• [ACTION ITEM] All lines from the one including "Traffic-operations request: mark the blouse cuff" to the bottom of the entries below should be repeated exactly, both ends kept.

■ ■ ■ ■

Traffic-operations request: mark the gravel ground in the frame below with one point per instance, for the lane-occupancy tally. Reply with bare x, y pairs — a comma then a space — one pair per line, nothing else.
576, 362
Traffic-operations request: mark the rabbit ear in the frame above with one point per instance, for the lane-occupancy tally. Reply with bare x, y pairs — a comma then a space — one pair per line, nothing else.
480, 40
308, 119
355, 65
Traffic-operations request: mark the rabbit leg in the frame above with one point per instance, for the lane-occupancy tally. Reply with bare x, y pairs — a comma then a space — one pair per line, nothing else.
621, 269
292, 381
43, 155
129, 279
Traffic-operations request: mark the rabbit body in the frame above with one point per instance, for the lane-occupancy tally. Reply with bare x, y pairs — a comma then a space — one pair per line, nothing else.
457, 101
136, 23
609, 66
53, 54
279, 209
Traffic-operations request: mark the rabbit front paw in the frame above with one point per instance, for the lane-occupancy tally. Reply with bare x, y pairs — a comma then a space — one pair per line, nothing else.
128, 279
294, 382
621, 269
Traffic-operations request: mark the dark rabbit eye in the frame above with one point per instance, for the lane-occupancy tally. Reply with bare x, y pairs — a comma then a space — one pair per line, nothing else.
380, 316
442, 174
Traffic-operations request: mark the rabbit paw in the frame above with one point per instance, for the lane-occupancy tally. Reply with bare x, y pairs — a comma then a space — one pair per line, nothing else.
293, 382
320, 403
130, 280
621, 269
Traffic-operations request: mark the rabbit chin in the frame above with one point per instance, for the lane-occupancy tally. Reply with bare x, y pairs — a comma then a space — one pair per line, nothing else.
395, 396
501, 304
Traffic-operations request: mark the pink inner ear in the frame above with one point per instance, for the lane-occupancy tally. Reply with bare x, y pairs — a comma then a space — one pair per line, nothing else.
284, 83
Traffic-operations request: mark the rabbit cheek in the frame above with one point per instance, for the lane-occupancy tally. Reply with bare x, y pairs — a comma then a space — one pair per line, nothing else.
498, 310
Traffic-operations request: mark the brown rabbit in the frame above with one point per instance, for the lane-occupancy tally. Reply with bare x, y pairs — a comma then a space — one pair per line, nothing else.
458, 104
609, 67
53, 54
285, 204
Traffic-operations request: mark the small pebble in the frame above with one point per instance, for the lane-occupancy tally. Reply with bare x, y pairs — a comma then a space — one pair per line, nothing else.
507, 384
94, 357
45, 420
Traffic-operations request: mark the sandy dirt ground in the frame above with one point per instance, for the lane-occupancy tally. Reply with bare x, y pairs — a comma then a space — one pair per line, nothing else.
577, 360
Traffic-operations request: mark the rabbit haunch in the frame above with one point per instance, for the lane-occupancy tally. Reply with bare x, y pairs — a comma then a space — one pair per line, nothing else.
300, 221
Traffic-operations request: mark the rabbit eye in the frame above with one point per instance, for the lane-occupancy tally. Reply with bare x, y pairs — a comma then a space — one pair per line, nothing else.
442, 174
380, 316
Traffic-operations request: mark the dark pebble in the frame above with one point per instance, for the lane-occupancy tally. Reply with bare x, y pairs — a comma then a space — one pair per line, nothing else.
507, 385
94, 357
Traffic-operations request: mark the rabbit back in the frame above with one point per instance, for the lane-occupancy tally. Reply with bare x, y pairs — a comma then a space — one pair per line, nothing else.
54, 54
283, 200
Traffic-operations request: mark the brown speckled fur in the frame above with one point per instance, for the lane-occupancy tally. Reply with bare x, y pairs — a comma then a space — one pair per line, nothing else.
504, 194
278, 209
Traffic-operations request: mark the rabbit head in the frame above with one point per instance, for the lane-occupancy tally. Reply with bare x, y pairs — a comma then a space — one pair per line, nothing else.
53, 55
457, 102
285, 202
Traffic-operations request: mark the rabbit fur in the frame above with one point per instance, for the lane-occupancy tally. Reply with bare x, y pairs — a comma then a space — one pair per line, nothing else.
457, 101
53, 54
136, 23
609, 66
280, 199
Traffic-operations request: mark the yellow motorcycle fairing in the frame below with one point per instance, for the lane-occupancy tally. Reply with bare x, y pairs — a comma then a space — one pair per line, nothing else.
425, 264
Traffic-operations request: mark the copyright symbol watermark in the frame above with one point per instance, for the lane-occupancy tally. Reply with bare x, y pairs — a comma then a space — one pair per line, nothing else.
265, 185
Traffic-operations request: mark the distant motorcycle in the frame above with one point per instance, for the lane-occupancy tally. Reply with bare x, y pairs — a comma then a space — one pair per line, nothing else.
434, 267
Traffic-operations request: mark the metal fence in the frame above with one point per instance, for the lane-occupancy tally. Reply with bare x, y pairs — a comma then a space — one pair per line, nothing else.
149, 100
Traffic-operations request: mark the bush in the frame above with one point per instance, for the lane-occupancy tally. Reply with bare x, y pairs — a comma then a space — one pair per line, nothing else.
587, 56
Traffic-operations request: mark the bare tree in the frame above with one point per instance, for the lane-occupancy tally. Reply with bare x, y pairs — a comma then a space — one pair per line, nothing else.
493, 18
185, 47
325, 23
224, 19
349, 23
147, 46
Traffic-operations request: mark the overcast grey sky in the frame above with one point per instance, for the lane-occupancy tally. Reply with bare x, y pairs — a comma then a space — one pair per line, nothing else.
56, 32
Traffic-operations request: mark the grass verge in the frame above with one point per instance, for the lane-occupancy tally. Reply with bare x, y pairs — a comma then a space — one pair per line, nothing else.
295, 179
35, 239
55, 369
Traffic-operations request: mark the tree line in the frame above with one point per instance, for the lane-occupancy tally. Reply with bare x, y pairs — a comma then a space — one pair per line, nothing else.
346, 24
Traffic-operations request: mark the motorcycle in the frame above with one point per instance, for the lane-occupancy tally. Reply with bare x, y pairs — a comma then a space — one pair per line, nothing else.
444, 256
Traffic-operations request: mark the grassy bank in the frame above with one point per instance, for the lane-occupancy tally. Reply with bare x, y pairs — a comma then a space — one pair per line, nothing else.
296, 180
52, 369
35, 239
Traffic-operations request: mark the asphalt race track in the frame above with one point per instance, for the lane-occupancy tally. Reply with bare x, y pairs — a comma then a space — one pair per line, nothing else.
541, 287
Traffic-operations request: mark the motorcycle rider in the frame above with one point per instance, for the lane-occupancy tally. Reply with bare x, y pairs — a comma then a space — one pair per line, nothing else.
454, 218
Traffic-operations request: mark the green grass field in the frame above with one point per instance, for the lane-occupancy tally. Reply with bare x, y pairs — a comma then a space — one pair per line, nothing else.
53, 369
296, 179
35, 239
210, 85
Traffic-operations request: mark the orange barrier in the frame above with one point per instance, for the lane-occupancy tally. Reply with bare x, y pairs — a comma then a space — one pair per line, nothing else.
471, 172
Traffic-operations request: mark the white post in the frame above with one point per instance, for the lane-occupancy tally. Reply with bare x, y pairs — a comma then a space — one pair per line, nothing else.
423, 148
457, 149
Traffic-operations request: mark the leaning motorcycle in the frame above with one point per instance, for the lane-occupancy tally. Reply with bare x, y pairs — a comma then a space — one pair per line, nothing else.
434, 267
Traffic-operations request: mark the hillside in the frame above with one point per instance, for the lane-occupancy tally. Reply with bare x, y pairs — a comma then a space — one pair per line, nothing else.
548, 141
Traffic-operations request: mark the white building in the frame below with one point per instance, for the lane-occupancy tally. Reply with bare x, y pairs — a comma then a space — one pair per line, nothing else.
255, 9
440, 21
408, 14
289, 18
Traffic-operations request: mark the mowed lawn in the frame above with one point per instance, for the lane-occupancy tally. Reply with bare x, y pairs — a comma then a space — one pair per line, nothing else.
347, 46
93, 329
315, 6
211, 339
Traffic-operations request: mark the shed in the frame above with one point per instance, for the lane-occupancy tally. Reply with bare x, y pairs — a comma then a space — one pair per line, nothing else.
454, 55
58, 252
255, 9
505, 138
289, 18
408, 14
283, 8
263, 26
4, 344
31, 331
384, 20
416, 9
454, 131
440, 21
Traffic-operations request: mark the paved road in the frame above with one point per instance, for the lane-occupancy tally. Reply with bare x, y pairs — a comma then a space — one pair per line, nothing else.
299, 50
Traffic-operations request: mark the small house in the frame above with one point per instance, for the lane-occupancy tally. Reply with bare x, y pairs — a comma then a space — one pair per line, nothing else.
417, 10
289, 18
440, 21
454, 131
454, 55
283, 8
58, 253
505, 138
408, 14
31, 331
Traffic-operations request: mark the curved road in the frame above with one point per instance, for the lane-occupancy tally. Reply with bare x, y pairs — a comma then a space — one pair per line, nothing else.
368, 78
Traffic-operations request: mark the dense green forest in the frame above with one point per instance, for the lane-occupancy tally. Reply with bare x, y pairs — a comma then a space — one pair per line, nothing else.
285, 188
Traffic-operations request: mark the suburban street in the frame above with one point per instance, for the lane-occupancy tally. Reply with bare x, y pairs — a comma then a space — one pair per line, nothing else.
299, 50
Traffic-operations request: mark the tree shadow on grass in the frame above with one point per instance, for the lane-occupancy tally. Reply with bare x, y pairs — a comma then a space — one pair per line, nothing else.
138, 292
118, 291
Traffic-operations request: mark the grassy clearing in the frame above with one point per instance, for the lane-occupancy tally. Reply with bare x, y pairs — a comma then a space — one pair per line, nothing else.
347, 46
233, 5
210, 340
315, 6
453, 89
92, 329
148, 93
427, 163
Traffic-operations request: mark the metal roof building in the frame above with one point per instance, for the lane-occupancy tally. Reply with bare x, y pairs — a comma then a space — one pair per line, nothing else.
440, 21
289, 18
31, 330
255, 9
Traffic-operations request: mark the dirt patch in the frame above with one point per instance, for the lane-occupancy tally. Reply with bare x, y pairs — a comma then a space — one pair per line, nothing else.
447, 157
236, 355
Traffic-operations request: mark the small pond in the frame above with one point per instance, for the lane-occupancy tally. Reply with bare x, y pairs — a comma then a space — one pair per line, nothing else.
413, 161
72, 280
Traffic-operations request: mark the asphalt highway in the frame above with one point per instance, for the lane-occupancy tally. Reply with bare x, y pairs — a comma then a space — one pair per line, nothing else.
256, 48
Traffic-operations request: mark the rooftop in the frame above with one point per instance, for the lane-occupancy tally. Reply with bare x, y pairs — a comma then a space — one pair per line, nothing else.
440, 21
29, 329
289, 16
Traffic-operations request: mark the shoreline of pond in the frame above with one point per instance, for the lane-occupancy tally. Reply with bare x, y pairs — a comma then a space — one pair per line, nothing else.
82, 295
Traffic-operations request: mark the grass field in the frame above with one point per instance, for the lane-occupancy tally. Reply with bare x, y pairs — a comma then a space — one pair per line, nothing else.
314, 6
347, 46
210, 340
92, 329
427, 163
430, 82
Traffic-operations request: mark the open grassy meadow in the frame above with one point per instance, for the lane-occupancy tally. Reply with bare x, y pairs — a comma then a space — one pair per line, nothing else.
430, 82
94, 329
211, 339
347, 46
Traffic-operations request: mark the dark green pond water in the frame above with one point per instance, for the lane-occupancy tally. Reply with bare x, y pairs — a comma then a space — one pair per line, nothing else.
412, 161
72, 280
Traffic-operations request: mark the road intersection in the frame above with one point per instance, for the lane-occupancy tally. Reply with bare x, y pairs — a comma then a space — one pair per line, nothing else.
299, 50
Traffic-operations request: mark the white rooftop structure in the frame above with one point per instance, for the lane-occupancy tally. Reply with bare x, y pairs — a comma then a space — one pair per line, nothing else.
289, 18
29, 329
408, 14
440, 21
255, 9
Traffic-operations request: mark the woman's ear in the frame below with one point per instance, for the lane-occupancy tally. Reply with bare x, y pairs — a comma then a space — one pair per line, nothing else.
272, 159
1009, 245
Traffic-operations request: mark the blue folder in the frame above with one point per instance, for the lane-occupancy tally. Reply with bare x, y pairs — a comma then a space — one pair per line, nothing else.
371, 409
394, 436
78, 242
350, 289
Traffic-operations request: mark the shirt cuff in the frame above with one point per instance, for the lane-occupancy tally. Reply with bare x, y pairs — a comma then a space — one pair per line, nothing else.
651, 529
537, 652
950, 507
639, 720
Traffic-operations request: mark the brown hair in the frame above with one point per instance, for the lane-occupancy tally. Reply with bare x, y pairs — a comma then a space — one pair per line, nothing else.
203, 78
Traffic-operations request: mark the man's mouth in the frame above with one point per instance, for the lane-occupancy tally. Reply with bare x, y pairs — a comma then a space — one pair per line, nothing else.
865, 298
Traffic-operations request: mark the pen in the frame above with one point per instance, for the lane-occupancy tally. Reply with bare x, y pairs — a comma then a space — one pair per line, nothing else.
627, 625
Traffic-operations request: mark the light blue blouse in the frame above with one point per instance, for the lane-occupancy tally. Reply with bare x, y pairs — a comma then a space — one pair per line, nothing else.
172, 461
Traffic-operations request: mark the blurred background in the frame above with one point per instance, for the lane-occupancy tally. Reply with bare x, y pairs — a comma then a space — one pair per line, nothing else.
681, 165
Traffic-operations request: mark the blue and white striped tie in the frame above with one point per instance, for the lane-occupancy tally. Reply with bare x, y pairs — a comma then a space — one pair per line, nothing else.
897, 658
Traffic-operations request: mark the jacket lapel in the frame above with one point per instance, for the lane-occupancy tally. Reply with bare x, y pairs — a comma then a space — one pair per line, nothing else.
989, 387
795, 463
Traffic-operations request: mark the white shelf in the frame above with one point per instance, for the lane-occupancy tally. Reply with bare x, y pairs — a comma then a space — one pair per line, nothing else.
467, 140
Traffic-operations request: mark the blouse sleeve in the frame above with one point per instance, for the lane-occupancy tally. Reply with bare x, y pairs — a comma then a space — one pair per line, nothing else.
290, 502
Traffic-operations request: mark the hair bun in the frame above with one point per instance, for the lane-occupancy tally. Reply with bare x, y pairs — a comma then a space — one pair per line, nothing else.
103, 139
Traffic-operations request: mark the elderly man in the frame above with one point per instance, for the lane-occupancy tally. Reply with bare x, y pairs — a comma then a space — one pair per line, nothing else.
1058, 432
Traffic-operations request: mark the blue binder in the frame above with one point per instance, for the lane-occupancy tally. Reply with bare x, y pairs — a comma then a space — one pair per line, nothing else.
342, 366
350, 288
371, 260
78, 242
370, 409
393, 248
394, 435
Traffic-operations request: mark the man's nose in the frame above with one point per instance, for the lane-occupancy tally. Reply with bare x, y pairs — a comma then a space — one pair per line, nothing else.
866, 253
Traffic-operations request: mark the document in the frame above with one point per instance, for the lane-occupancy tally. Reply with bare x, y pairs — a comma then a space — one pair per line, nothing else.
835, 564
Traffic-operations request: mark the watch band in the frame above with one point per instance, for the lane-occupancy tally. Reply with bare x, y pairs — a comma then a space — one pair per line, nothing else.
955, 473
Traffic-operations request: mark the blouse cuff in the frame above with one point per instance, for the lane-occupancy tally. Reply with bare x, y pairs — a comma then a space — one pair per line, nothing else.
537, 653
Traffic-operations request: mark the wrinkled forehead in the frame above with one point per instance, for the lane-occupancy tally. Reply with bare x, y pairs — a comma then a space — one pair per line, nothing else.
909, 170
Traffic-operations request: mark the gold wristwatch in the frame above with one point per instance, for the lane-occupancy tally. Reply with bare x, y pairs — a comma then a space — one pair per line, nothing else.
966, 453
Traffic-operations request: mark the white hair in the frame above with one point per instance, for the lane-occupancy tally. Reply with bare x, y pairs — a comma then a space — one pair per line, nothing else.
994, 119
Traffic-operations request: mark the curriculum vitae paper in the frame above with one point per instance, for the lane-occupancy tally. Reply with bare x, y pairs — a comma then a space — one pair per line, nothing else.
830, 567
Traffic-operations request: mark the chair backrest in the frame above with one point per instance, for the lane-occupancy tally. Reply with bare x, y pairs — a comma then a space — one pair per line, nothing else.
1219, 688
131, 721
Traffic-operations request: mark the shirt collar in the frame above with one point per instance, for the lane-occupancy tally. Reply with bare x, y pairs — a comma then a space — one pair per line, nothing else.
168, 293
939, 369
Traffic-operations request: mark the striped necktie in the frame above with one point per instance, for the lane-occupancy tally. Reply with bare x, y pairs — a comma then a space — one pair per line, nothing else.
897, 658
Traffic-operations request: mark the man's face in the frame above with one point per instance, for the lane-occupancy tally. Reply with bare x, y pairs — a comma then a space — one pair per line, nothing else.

■ ■ ■ ■

• [TASK ANSWER]
Traffic-operations request: mark the blouse cuff in the frame above with one point per instance, for the lane-occupancy tally. Reply with bare x, y pairs — a comma then a space — one pair per line, nothing else.
537, 653
Traffic-operations request: mark the wrinkled forehead in the frame above with one point per instance, for the lane-occupancy tally. Reply with bare x, y pairs — a comma then a space — one pair per line, nothing else.
909, 170
Traffic-operations request: mark the gold wristwatch in the frame above with one point per instance, for the lane-occupancy tally. Reply with bare x, y pairs — a comma then a space — one pair per line, nothing else.
966, 453
Traffic-operations request: mark the white hair in the frame above with one point per instance, for the lane-occupancy tally. Reply with bare x, y pairs — a comma then a space — one pair per line, nothing else.
994, 119
Traffic-operations request: mark the curriculum vitae paper in the frame above with one point per instance, for the lane-occupancy tally. Reply with bare x, y pairs — a comma then a space — one pair per line, nothing else.
830, 567
Traffic-operations request: mark the chair backrest in the frame above with one point per instance, for the lane-occupancy tally. Reply with bare x, y pairs — a comma then a space — one pair per line, nothing else.
1219, 688
131, 721
Traffic-operations request: mark the shirt collar in the frame above with one point per instance, for the lane-occupancy tally. Reply with bare x, y pairs — a comma then a space — one pair per line, nothing else.
168, 293
939, 369
Traffic-operations request: mark the striped necktie in the frame above with one point per instance, for the lane-occupancy tally. Reply with bare x, y pairs — a comma then a space — one pair per line, nothing else.
897, 658
Traffic-operations request: mark the man's face in the frame above with one point per instance, for the lane-occupancy tally. Reply with bare x, y pairs — a comma then a space — one pair per line, nothing else.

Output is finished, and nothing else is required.